◆ **YOUR GOAL**
Search the records below for "flow"; copy each line that has it.

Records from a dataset
━━━━━━━━━━━━━━━━
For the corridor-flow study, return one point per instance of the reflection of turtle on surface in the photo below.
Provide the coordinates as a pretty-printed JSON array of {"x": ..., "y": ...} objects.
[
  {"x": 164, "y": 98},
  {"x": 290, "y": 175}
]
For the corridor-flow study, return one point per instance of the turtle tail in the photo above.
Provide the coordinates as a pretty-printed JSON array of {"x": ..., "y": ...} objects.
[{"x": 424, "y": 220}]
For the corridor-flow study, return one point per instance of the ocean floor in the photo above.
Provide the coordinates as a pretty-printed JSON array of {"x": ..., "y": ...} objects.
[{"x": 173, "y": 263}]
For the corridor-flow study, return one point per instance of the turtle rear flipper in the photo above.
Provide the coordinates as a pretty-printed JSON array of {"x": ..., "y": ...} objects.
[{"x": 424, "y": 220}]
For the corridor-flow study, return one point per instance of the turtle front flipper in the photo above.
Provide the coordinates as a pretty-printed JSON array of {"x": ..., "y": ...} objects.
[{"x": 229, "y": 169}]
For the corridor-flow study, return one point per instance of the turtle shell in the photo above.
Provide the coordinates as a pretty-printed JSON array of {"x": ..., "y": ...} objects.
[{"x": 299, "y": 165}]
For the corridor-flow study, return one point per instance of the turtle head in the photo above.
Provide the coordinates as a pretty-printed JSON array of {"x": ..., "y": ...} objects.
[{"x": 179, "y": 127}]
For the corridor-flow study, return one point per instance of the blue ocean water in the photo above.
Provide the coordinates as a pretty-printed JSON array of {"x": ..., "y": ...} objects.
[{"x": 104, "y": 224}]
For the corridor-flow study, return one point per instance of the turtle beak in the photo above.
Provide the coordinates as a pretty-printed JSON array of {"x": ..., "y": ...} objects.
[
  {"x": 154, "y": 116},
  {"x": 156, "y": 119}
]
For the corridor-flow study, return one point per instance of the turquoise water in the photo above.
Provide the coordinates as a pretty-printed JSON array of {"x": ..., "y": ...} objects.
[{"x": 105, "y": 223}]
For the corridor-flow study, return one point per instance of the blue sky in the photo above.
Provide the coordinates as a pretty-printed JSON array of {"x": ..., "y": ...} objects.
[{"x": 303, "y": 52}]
━━━━━━━━━━━━━━━━
◆ **TASK OUTPUT**
For the corridor-flow study, return one point per instance of the reflection of turtle on surface in the photo below.
For the corridor-flow study, return one point per instance of the turtle tail in the photo above.
For the corridor-flow study, return one point per instance of the ocean floor in the photo above.
For the corridor-flow study, return one point per instance of the turtle rear flipper in the photo above.
For the corridor-flow study, return one point per instance of the turtle front flipper in the photo above.
For the corridor-flow study, return one point per instance of the turtle shell in the photo above.
For the corridor-flow study, return one point per instance of the turtle head in the photo above.
For the corridor-flow study, return one point per instance of the blue ocean water in the photo above.
For the corridor-flow study, return one point per instance of the turtle beak in the photo above.
For the corridor-flow study, return one point per instance of the turquoise water in the photo above.
For the corridor-flow study, return one point per instance of the blue sky in the photo above.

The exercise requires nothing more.